Copy the material line by line, beginning at the line that contains "Note: for this drill we locate the rounded" and stopping after the line that contains "(1092, 581)". Shift every coordinate in the answers by +24.

Input ::

□ □ □

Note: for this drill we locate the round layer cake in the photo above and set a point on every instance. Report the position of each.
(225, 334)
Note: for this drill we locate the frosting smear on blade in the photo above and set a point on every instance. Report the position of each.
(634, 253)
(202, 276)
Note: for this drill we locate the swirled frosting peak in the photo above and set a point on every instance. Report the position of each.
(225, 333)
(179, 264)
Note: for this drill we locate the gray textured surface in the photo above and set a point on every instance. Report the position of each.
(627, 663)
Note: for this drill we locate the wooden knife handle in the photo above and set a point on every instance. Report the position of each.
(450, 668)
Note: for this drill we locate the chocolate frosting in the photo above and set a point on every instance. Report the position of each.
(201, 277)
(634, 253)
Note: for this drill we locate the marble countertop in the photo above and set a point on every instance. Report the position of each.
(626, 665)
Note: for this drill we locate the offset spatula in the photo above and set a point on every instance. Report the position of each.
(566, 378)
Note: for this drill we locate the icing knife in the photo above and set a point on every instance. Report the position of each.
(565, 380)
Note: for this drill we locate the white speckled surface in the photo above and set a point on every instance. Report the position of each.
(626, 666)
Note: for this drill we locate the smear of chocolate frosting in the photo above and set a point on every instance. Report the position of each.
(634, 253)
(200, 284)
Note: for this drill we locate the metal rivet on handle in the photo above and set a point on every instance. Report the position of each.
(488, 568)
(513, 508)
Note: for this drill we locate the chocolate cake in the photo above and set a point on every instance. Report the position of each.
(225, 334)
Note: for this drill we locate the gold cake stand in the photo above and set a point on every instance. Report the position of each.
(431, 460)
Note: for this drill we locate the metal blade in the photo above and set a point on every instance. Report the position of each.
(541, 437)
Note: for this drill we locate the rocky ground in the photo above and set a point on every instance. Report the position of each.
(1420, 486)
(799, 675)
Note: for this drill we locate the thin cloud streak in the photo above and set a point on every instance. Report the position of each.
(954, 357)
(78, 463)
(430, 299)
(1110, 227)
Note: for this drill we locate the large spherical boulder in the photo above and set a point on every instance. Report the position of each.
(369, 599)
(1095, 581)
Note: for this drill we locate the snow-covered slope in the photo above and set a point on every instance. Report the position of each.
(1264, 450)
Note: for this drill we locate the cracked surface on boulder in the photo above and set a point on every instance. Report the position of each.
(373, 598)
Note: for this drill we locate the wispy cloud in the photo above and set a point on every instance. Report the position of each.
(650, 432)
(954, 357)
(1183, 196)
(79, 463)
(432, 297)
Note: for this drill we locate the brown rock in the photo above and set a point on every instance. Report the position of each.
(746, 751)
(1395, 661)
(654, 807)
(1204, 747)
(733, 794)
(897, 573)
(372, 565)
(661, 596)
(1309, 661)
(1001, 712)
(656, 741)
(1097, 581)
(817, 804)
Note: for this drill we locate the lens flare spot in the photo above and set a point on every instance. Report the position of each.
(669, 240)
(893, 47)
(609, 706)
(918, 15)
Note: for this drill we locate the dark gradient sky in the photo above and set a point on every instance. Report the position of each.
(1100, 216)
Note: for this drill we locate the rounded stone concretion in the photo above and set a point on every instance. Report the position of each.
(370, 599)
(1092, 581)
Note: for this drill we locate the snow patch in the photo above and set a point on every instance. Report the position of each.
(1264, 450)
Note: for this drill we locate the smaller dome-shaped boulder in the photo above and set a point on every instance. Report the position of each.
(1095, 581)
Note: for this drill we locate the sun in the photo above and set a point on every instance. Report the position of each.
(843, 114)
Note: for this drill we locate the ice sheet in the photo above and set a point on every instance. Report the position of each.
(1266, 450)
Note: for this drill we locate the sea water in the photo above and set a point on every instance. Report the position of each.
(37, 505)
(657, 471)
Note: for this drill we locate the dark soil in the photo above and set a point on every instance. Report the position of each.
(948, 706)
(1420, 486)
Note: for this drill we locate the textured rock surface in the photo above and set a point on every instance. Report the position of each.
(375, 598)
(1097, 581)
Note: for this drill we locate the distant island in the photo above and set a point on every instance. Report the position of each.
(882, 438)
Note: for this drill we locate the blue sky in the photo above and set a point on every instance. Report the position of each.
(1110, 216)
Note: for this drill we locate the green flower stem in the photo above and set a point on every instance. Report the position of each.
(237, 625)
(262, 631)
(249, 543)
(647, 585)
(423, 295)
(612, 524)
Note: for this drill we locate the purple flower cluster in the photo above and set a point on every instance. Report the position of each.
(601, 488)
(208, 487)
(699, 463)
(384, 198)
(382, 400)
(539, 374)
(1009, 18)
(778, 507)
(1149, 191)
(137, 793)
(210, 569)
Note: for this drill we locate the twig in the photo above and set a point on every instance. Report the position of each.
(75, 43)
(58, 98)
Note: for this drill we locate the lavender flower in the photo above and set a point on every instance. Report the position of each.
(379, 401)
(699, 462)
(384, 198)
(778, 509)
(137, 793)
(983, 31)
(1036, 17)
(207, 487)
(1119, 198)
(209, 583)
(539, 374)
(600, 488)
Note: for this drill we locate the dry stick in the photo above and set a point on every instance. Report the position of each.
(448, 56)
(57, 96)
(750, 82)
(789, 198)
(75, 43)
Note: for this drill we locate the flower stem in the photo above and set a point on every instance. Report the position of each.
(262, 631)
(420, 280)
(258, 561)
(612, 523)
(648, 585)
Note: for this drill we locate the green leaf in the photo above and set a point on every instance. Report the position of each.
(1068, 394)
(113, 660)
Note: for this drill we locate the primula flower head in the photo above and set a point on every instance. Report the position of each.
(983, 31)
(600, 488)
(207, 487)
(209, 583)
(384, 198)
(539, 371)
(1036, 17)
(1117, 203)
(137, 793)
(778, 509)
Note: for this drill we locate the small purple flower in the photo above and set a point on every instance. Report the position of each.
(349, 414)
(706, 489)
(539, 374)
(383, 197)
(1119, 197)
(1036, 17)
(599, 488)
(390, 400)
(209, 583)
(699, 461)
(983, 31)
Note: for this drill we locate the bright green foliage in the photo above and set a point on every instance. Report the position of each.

□ □ □

Exercise answer ::
Note: for this drill we locate the rounded stone concretion in the photo above and set a point on every instance. Report the position of each.
(394, 623)
(1116, 605)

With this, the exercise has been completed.